Assignment: For the string "When", find every matching line in the records and copy it.

Stored data entries:

##############################

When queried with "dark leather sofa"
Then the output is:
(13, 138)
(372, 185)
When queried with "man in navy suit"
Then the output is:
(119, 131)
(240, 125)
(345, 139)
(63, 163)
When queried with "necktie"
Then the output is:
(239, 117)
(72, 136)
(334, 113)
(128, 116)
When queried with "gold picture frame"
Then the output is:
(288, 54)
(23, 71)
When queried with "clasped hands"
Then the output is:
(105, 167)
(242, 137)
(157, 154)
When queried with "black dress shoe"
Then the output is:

##############################

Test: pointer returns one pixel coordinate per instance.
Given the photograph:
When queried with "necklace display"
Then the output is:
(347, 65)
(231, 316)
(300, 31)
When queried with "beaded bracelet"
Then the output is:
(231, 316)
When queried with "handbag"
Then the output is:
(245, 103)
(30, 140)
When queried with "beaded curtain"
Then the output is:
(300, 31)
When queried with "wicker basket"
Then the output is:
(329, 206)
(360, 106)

##############################

Exercise solution:
When queried with "dark leather sofa"
When queried with "man in navy suit"
When queried with "necktie"
When queried with "gold picture frame"
When queried with "clasped hands"
When queried with "black dress shoe"
When queried with "necklace display"
When queried with "beaded bracelet"
When queried with "handbag"
When queried with "beaded curtain"
When queried with "wicker basket"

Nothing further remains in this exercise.